>> Start Provided data
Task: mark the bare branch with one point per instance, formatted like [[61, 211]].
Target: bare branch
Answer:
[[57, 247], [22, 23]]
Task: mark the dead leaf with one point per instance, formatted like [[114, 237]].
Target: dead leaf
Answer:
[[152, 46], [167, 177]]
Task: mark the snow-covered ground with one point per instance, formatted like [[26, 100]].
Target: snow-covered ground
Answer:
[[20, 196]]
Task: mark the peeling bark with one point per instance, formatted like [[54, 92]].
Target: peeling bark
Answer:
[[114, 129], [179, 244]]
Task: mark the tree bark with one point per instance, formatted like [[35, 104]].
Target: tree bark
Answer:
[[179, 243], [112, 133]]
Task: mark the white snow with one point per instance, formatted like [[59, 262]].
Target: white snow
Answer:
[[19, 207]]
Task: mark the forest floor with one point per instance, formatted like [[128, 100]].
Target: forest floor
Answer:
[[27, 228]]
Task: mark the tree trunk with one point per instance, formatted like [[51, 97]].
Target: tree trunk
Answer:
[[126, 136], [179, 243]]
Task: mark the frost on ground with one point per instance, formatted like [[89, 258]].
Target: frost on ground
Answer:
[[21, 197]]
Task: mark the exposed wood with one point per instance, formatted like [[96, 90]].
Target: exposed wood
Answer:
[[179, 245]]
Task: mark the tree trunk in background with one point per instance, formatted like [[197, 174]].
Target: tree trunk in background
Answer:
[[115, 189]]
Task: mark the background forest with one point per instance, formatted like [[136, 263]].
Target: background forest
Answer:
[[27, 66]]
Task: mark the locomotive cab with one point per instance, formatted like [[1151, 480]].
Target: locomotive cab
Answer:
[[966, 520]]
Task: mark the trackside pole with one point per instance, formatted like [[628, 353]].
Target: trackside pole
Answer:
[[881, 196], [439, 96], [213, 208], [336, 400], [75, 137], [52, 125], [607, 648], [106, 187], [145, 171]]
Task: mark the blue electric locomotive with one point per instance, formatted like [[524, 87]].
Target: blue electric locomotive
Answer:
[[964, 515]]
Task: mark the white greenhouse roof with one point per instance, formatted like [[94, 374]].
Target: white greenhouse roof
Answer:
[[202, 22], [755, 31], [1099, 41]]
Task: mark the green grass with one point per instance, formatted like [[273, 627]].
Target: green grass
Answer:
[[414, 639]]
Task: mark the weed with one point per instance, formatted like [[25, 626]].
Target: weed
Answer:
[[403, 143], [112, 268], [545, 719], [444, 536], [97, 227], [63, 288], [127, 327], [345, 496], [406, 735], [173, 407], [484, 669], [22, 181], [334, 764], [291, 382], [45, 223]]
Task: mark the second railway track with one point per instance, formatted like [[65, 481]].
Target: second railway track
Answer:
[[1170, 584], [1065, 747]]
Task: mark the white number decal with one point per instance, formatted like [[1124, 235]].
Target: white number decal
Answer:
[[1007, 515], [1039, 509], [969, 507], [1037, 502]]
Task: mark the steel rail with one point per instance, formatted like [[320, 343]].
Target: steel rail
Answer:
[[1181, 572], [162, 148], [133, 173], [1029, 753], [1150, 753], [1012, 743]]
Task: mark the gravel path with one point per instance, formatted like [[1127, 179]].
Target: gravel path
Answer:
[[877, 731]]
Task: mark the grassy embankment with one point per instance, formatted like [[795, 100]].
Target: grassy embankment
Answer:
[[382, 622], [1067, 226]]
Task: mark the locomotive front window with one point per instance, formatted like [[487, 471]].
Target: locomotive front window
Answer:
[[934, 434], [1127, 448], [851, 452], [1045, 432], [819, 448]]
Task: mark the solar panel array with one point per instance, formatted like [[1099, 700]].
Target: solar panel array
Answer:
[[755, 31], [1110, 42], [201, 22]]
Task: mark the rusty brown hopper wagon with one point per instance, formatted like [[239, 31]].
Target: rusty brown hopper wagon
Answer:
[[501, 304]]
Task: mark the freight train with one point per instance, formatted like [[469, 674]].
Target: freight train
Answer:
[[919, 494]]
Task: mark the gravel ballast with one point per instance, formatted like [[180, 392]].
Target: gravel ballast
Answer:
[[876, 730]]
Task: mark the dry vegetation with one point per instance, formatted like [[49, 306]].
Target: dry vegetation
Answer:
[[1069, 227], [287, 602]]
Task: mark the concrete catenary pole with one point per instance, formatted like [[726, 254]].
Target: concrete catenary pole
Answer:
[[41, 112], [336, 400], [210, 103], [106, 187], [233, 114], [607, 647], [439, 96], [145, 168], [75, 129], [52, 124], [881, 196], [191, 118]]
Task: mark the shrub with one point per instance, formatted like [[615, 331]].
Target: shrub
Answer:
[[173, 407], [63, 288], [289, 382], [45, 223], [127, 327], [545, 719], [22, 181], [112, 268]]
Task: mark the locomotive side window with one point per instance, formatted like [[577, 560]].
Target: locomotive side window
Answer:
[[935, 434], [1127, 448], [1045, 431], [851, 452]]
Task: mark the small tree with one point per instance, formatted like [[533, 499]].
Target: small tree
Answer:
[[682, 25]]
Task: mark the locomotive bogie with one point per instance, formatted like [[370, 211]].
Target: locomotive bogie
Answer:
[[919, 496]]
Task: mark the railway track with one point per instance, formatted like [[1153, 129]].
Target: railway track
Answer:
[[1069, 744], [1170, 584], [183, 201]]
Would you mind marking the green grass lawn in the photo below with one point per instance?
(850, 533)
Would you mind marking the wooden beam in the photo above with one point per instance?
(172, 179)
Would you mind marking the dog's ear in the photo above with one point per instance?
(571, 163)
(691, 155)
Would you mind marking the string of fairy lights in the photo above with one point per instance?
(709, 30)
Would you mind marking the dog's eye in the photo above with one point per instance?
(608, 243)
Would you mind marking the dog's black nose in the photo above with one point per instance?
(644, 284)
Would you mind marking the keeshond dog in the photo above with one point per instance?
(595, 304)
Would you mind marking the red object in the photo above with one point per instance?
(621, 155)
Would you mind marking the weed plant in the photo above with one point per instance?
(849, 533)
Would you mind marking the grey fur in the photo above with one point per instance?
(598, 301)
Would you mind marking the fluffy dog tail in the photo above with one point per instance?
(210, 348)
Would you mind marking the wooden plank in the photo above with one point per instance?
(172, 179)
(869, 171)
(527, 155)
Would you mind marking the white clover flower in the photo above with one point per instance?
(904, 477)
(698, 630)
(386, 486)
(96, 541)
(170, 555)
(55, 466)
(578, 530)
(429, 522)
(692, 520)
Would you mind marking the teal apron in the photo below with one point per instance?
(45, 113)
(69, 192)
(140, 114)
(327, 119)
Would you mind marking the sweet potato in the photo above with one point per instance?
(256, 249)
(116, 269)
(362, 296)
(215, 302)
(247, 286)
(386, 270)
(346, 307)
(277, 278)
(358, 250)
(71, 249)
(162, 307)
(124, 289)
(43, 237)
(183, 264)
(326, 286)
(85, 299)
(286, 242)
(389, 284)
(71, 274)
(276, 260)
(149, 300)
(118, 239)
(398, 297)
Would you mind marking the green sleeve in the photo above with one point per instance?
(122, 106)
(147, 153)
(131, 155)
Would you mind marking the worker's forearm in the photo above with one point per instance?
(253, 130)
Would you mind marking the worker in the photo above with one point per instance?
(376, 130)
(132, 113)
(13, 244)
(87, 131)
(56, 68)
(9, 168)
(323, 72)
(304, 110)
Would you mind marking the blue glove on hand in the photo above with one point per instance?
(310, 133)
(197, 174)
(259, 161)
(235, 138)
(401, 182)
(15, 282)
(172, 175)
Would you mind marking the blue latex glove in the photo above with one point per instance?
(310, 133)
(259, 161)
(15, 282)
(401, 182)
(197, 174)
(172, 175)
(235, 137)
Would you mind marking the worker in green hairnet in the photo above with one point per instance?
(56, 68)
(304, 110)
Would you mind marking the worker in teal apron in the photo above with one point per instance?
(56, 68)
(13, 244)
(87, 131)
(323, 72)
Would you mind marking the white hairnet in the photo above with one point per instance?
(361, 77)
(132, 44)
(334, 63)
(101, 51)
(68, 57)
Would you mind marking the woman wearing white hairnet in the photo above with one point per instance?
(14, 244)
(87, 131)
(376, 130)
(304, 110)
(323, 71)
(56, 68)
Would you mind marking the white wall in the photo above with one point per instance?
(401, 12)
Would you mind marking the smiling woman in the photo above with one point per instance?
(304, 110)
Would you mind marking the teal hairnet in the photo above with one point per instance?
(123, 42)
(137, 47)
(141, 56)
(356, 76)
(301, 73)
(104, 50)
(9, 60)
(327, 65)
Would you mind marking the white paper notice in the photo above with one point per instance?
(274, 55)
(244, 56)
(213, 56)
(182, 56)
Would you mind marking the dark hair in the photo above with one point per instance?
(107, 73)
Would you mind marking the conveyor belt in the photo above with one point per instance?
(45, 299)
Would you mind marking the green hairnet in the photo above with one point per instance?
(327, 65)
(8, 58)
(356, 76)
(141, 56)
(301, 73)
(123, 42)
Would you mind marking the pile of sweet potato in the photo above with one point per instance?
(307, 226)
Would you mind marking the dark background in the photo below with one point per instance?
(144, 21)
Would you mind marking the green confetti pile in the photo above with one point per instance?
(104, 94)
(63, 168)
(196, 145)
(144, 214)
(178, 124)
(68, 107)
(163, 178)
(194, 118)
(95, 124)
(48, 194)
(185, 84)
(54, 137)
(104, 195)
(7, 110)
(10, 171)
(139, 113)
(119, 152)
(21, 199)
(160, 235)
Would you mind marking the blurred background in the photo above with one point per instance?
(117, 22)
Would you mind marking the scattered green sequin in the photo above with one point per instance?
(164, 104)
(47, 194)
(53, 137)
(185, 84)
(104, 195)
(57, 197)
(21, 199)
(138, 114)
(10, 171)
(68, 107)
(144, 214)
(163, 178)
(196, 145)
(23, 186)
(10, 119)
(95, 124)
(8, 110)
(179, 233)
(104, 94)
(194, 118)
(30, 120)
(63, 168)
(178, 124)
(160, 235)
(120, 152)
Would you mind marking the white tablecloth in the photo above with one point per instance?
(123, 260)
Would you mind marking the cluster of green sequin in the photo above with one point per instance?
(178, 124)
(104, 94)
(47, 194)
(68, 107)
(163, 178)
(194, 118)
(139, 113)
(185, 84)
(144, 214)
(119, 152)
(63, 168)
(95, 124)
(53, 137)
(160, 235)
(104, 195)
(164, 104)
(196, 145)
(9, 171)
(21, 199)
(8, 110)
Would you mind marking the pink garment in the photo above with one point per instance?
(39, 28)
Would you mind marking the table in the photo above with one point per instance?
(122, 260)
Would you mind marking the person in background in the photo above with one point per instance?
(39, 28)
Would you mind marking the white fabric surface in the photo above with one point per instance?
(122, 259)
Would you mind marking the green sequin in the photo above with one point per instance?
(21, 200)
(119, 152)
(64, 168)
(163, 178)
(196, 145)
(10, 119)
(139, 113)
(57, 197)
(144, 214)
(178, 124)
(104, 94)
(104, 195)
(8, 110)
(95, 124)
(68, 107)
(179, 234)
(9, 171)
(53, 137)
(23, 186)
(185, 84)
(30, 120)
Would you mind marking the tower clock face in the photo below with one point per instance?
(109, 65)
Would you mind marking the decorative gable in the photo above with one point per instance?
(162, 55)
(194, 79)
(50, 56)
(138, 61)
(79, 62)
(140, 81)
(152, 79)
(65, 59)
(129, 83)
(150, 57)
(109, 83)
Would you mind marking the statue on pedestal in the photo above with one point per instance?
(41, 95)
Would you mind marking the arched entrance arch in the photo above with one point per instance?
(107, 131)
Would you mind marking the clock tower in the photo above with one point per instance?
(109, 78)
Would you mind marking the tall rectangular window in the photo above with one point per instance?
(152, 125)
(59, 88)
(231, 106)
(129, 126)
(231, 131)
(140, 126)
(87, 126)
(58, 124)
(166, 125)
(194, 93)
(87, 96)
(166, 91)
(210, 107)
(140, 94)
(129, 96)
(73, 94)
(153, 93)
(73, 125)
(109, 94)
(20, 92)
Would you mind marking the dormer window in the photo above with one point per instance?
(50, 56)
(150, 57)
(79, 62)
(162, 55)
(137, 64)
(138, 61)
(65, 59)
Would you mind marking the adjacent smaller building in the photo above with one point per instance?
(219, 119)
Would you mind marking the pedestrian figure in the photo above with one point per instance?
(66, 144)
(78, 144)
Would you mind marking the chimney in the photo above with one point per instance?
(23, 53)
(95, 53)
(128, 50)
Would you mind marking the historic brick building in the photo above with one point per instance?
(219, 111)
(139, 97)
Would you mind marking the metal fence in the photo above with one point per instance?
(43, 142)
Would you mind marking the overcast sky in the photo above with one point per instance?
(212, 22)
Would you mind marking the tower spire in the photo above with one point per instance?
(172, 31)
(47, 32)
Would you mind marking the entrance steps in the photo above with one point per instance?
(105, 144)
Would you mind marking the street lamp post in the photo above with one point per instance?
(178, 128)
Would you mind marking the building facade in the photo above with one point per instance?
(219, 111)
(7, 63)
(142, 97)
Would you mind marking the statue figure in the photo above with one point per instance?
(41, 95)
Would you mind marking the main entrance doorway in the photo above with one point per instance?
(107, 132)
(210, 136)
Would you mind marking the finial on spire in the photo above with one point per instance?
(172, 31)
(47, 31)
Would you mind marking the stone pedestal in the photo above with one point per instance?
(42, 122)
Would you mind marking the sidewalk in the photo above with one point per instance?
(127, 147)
>> End Provided data
Brief:
Recast the rows, starting with the first and going on through the line containing "[[964, 515]]", as a two-column CSV with the header input,output. Put each row's text in input and its answer in output, with every field in double quotes and line breaks replaced by spaces.

In response:
input,output
"Task: mark the bare branch with one point per instance, formatted like [[61, 211]]. Target: bare branch Answer:","[[57, 247], [22, 23]]"
"Task: mark the dead leaf with one point per instance, formatted like [[114, 237]]. Target: dead leaf Answer:","[[152, 46], [167, 177]]"
"Task: mark the snow-covered ground with one point per instance, formatted like [[26, 100]]. Target: snow-covered ground Answer:","[[20, 196]]"
"Task: mark the peeling bark with one point per instance, formatted like [[54, 92]]. Target: peeling bark Answer:","[[114, 129], [179, 244]]"
"Task: mark the tree bark with one point per instance, formatted like [[35, 104]]. Target: tree bark Answer:","[[179, 243], [112, 133]]"
"Task: mark the white snow with one point per instance, formatted like [[59, 262]]. Target: white snow Answer:","[[19, 207]]"
"Task: mark the forest floor with one point per instance, formatted like [[128, 100]]. Target: forest floor Answer:","[[27, 228]]"
"Task: mark the tree trunk with one point per instance, formatted like [[51, 97]]. Target: tree trunk Answer:","[[126, 136], [179, 243]]"
"Task: mark the frost on ground with one point per instance, formatted like [[89, 258]]. Target: frost on ground Answer:","[[21, 197]]"
"Task: mark the exposed wood with one point per instance, formatted like [[96, 90]]. Target: exposed wood Answer:","[[179, 245]]"
"Task: mark the tree trunk in background with one point per instance, formatted like [[197, 174]]. Target: tree trunk in background Answer:","[[115, 189]]"
"Task: mark the background forest with one point per instance, formatted like [[136, 263]]. Target: background forest Answer:","[[27, 66]]"
"Task: mark the locomotive cab with one point per instance, formatted like [[1151, 480]]. Target: locomotive cab Answer:","[[966, 520]]"
"Task: mark the trackside pole with one point per instance, formatted like [[628, 353]]. Target: trackside pole Answer:","[[881, 196], [439, 96], [213, 208], [336, 400], [75, 137], [52, 125], [607, 648], [106, 187], [145, 171]]"
"Task: mark the blue electric locomotive with one point per instance, formatted like [[524, 87]]. Target: blue electric locomotive Answer:","[[964, 515]]"